[Stored records]
——

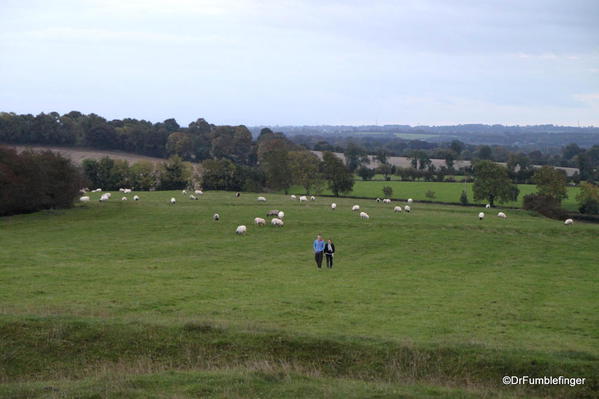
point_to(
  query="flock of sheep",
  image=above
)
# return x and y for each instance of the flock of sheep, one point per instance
(277, 220)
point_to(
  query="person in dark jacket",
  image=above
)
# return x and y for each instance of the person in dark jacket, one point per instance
(329, 251)
(318, 247)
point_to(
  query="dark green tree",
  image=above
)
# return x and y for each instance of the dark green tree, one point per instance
(492, 183)
(339, 178)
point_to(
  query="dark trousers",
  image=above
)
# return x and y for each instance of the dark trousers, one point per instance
(318, 259)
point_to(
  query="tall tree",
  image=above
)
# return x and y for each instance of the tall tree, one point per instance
(491, 183)
(339, 178)
(551, 182)
(306, 170)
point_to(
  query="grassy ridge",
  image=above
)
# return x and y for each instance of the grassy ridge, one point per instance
(444, 192)
(464, 297)
(54, 349)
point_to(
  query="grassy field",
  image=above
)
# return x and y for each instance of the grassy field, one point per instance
(444, 192)
(145, 299)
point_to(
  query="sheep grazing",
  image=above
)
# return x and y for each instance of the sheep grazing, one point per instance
(277, 222)
(259, 221)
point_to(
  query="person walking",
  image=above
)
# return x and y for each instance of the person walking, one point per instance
(329, 251)
(318, 247)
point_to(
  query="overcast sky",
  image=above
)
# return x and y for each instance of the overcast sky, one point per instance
(304, 62)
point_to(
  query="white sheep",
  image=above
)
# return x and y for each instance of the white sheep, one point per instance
(259, 221)
(277, 222)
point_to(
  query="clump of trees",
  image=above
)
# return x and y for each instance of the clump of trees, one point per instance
(32, 182)
(492, 183)
(588, 198)
(110, 174)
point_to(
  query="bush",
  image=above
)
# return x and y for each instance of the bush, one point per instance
(31, 182)
(464, 198)
(545, 205)
(588, 198)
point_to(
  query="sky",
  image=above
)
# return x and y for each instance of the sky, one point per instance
(286, 62)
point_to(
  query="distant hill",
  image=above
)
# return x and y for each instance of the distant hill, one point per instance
(78, 154)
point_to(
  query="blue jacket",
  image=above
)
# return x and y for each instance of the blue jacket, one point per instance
(318, 246)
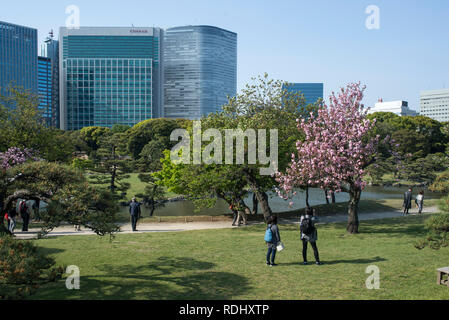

——

[Task objective]
Count the lines in the entries above that contain the string "grazing", matching case exactly. Give only the number.

[Completed exercise]
2